-- INPUT MATERIAL follows --

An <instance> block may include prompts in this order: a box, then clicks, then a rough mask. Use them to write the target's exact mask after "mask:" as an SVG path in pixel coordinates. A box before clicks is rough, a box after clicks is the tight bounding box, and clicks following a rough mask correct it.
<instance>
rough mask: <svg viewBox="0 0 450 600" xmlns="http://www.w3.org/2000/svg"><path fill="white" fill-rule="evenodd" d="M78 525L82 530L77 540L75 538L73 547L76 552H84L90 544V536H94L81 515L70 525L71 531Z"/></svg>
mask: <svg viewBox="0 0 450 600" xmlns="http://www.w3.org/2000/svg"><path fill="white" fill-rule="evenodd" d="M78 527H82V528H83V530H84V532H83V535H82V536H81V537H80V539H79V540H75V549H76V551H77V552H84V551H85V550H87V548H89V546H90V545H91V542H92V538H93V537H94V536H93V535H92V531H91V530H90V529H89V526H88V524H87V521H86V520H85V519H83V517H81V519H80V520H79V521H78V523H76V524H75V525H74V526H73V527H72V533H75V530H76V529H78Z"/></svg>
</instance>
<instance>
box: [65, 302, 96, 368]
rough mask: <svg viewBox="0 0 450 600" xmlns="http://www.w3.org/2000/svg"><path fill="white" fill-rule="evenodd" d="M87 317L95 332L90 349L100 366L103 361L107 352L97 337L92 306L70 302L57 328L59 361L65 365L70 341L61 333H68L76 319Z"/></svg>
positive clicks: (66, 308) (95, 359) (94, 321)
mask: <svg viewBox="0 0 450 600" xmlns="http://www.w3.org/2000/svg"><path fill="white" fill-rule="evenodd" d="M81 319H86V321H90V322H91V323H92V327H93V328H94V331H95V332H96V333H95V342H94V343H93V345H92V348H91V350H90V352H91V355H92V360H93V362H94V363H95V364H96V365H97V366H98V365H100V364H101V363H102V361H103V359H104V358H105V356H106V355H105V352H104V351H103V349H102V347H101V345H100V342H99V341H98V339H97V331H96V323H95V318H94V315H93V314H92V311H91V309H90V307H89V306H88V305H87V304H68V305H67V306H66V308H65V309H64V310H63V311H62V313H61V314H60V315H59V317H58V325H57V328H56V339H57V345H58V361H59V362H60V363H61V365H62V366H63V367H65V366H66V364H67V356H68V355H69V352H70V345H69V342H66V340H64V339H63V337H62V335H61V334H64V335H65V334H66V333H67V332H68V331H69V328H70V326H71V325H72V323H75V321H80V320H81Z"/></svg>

-- INPUT MATERIAL concluded --

List every line of the data above that contains the string "instance", copying each line in full.

An <instance> block may include prompts in this order: a box, then clicks, then a rough mask. Use them to write the target's exact mask after "mask:" as an SVG path in pixel coordinates. A box before clicks is rough, a box after clicks is the tight bounding box, and clicks following a rough mask correct it.
<instance>
</instance>
<instance>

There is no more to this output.